■ **Saved entries**:

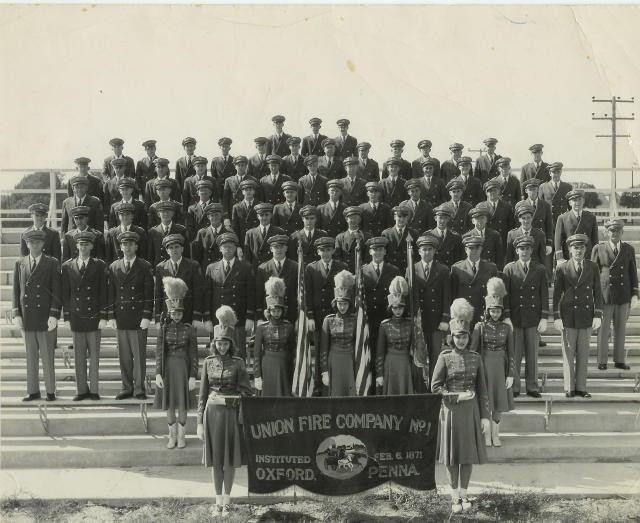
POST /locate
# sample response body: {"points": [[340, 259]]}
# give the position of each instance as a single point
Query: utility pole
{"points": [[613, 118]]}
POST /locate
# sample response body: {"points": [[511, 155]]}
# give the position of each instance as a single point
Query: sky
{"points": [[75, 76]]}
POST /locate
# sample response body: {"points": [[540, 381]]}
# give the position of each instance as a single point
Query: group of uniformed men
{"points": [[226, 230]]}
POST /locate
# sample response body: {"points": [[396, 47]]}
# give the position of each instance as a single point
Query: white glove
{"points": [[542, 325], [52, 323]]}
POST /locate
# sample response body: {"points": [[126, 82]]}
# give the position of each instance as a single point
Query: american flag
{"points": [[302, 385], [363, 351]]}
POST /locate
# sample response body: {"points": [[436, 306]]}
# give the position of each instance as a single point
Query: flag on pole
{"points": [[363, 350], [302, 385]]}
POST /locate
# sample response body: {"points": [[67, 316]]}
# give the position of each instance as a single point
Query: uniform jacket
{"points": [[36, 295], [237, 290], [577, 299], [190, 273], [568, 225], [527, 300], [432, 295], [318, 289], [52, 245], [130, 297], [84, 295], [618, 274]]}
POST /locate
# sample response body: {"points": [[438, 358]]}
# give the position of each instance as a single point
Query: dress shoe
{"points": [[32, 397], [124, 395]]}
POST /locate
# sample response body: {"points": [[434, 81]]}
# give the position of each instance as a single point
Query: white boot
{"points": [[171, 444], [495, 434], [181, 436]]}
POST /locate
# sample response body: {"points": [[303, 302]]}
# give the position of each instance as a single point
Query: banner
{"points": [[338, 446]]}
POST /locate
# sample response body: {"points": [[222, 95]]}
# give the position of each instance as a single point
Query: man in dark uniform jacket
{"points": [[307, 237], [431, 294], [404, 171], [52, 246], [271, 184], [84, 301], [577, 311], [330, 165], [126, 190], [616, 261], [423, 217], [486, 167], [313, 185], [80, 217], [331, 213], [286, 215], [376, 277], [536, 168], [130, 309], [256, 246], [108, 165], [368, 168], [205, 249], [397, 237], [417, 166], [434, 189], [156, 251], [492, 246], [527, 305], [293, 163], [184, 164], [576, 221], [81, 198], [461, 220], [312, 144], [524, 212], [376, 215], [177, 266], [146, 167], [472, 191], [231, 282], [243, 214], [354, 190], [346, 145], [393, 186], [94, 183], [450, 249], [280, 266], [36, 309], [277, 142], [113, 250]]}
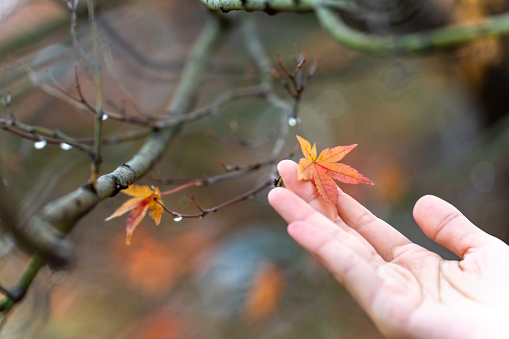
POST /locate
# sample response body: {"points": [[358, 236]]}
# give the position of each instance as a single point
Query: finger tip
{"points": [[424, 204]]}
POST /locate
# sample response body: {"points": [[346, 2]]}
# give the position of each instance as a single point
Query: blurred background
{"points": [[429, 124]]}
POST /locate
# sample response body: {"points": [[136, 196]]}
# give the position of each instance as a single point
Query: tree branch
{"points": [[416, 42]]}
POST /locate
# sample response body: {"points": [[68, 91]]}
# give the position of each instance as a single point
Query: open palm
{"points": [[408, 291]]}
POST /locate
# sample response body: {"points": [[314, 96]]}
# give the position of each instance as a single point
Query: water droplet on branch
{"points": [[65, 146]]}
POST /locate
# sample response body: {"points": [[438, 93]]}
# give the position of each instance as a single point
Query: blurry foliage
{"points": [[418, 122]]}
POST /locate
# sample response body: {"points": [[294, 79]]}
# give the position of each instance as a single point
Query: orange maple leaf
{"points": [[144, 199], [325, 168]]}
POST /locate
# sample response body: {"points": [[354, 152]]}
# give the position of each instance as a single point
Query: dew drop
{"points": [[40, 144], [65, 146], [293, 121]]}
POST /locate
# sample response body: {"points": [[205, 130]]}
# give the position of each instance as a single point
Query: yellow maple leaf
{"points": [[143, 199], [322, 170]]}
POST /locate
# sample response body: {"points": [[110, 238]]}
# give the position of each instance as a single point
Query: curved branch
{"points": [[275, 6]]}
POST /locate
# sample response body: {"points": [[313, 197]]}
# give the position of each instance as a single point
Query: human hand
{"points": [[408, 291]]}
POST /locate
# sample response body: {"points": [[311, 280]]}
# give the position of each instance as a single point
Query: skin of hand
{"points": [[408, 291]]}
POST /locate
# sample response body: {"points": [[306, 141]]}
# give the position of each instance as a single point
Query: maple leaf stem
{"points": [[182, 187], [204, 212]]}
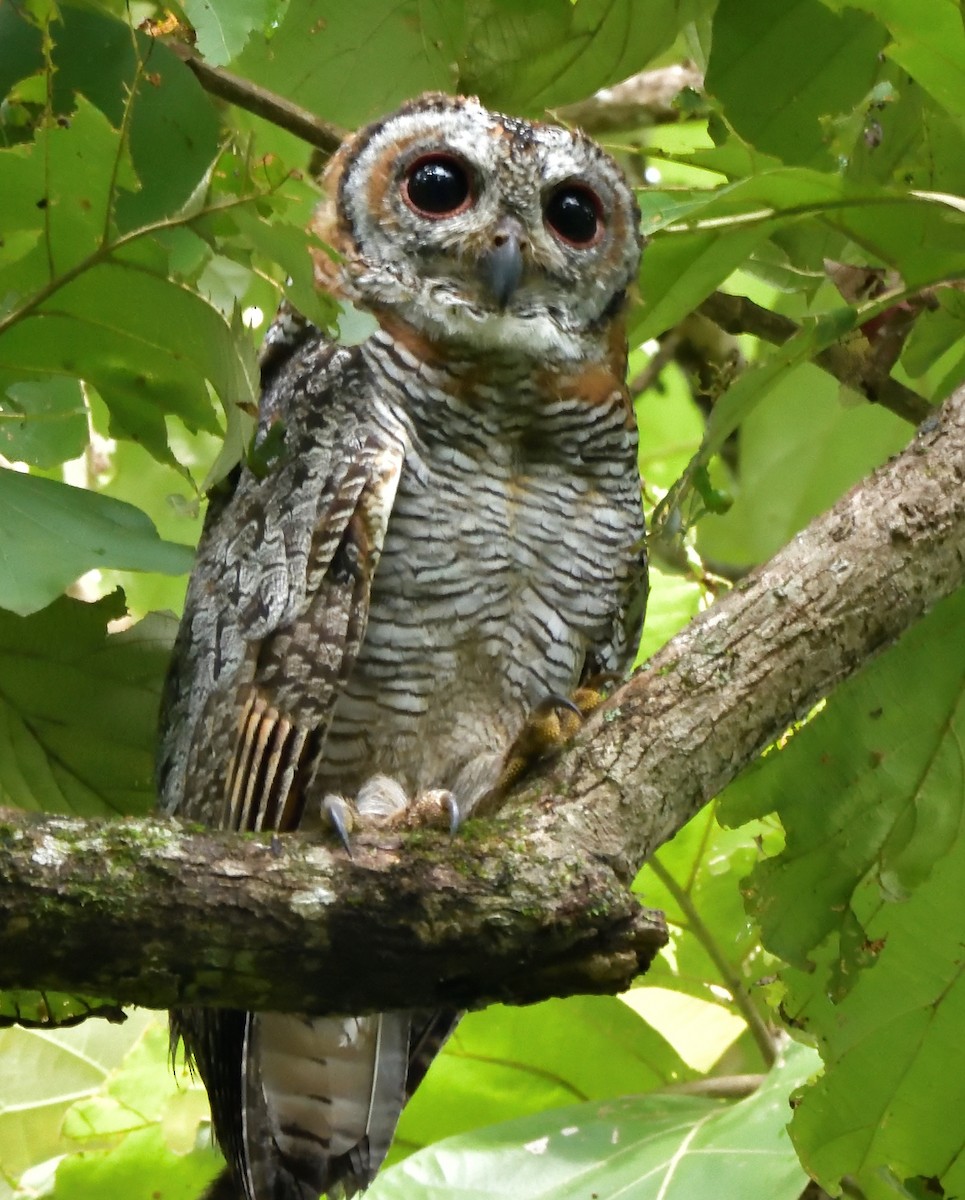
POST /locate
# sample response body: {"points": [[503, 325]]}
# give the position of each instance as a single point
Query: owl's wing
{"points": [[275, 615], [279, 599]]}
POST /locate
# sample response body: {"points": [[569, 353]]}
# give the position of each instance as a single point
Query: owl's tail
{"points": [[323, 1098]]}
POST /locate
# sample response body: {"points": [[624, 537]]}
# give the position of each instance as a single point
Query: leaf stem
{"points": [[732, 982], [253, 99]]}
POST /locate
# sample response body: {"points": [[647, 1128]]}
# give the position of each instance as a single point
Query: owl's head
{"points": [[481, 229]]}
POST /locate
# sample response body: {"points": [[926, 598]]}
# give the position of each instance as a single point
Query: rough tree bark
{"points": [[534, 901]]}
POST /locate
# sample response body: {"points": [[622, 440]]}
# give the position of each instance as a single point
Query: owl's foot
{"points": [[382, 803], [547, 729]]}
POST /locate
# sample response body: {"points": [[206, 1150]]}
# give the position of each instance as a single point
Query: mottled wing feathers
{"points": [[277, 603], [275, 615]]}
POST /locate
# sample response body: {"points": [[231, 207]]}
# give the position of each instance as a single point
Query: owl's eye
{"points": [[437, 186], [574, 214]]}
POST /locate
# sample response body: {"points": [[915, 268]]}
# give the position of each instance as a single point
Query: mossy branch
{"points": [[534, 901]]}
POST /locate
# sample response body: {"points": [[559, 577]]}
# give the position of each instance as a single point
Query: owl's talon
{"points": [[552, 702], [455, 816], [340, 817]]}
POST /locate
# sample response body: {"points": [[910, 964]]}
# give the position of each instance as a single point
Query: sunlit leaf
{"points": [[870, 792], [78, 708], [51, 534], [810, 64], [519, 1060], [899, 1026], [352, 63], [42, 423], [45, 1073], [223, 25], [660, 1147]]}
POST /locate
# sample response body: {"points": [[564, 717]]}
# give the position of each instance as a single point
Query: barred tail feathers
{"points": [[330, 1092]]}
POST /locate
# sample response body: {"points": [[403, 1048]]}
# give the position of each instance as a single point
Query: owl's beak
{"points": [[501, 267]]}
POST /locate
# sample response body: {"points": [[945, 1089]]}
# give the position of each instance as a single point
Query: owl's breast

■ **Brief**:
Reproduce the entries above exactly. Do not include the images.

■ **Exercise solution**:
POST /locate
# sample response body: {"points": [[340, 259]]}
# give the position of each instance as a single point
Query: utility pole
{"points": [[613, 118]]}
POST /locate
# sample response body: {"points": [[511, 155]]}
# give the position of each instance as a single point
Query: sky
{"points": [[75, 76]]}
POST /locate
# sample response body: {"points": [[540, 381]]}
# give the position of each instance as a single point
Query: group of uniformed men
{"points": [[226, 230]]}
POST /locate
# sample response body: {"points": [[396, 47]]}
# give the position of each instance as a single point
Query: white glove
{"points": [[542, 325], [52, 323]]}
POST /locate
# sample response body: {"points": [[126, 82]]}
# give the position of each instance as a single point
Query: american flag
{"points": [[302, 385], [363, 351]]}
POST /locate
# sample response body: {"points": [[436, 306]]}
# give the position of each instance as a single point
Query: flag on pole
{"points": [[363, 350], [302, 385]]}
POST /locate
# sample response body: {"points": [[67, 316]]}
# give the position of each instance as a single point
Query: uniform jacket
{"points": [[36, 295], [237, 290], [577, 299], [190, 273], [568, 225], [527, 300], [432, 295], [318, 289], [52, 245], [130, 297], [84, 295], [618, 274]]}
POST /locate
# sample response body: {"points": [[438, 358]]}
# give the position of each instance as a single point
Query: dress shoe
{"points": [[32, 397], [124, 395]]}
POST /locate
# sample response body: {"points": [[434, 81]]}
# give the position of each instance as a single point
Query: white boot
{"points": [[171, 444], [495, 434], [181, 436]]}
POST /locate
# sample response body: {"points": [[303, 302]]}
# give the position of each instance as a single point
Query: banner
{"points": [[338, 446]]}
POST /locate
# sample response body: {"points": [[222, 95]]}
# give the position of each instance as a single point
Query: man in dark uniform jacket
{"points": [[307, 237], [431, 294], [404, 171], [52, 246], [271, 184], [84, 301], [577, 311], [330, 165], [126, 190], [616, 261], [423, 217], [486, 167], [313, 185], [80, 217], [331, 213], [286, 215], [376, 277], [536, 168], [130, 309], [256, 246], [108, 165], [368, 168], [205, 249], [397, 237], [417, 166], [434, 189], [156, 251], [492, 246], [527, 305], [293, 163], [184, 164], [576, 221], [81, 198], [461, 220], [312, 144], [524, 212], [376, 215], [177, 266], [146, 167], [472, 191], [231, 282], [243, 214], [354, 190], [346, 145], [393, 186], [94, 183], [450, 249], [280, 266], [36, 309], [277, 142], [113, 250]]}
POST /locate
# sample response body: {"points": [[358, 236]]}
# give the position of each instance as a single point
Query: finger tip
{"points": [[424, 204]]}
POST /locate
# sample response body: {"points": [[346, 2]]}
# give the position of each instance as a single point
Query: blurred background
{"points": [[429, 124]]}
POST /locate
# sample response body: {"points": [[136, 196]]}
# give the position of each instance as a single point
Query: tree branch
{"points": [[416, 42]]}
POST /locate
# sample response body: {"points": [[68, 91]]}
# give the position of each instance as a single point
Query: open palm
{"points": [[408, 291]]}
POST /locate
# sample response body: {"points": [[314, 96]]}
# give the position of each instance as a single point
Query: water droplet on branch
{"points": [[65, 146]]}
POST /locate
# sample response body: {"points": [[438, 93]]}
# give the position of each instance as a single point
Query: blurry foliage
{"points": [[418, 122]]}
POST /locate
# sample response body: {"points": [[294, 79]]}
# give the position of each instance as a single point
Query: orange maple leaf
{"points": [[144, 199], [325, 168]]}
POST /locate
# sample response body: {"points": [[354, 152]]}
# give the position of each instance as a single point
Query: dew drop
{"points": [[40, 144], [65, 146], [293, 121]]}
POST /locate
# sample response body: {"points": [[205, 130]]}
# give the position of each instance as a single point
Query: yellow maple leaf
{"points": [[143, 199], [322, 170]]}
POST /locate
# sample response body: {"points": [[110, 238]]}
# give the position of each instance as a single point
Query: curved branch
{"points": [[275, 6]]}
POST /locate
# sample response body: {"points": [[313, 197]]}
# give the position of each instance as a single point
Query: human hand
{"points": [[408, 291]]}
POST /locate
# sample response body: {"points": [[311, 280]]}
# give the position of each instance as a single point
Query: skin of hand
{"points": [[408, 291]]}
POST /locate
# sample response body: {"points": [[306, 141]]}
# give the position of each instance as a single point
Query: maple leaf stem
{"points": [[182, 187], [204, 212]]}
POST /locate
# sample response body: {"points": [[503, 325]]}
# give the position of each instance as a single point
Query: owl's wing
{"points": [[275, 615], [279, 599]]}
POST /locate
# sample response body: {"points": [[569, 353]]}
# give the position of each instance as a single point
Query: owl's tail
{"points": [[323, 1098]]}
POST /locate
# sample response body: {"points": [[624, 537]]}
# give the position of each instance as a single point
Query: leaf stem
{"points": [[732, 982], [253, 99]]}
POST /locate
# sample response body: {"points": [[647, 1128]]}
# give the position of each instance as a single point
Query: owl's head
{"points": [[481, 229]]}
POST /locate
# sample response body: {"points": [[926, 598]]}
# give the position of each instance as a single point
Query: rough tree bark
{"points": [[534, 901]]}
POST /locate
# sample response body: {"points": [[622, 440]]}
# give the position of each instance as a single point
Query: owl's foot
{"points": [[382, 803], [547, 729]]}
POST /locate
# sample response body: {"points": [[206, 1150]]}
# give the position of each instance as a single point
Query: mottled wing feathers
{"points": [[277, 603], [275, 615]]}
POST /locate
# sample response body: {"points": [[231, 207]]}
# give the position of each instance as a single point
Query: owl's eye
{"points": [[437, 186], [574, 214]]}
POST /locate
# sample response body: {"points": [[915, 268]]}
# give the position of each instance as a single point
Query: mossy branch
{"points": [[534, 901]]}
POST /locate
# sample response body: {"points": [[559, 577]]}
# give the position of each instance as a single point
Query: owl's talon
{"points": [[552, 702], [455, 816], [340, 817]]}
POST /locate
# sample response body: {"points": [[910, 964]]}
# give the position of each instance as a single point
Query: sunlit leaf
{"points": [[870, 792], [78, 708], [51, 534], [810, 64], [519, 1060], [899, 1026], [352, 63], [42, 423], [45, 1073], [223, 25], [660, 1147]]}
POST /locate
# sample response body: {"points": [[564, 717]]}
# give the position of each instance as a single point
Query: barred tail feathers
{"points": [[330, 1092]]}
POST /locate
# sample response body: {"points": [[403, 1048]]}
# give the position of each instance as a single point
Query: owl's beak
{"points": [[501, 267]]}
POST /locate
# sample response body: {"points": [[945, 1089]]}
# give the position of each instance as a single point
Query: owl's breast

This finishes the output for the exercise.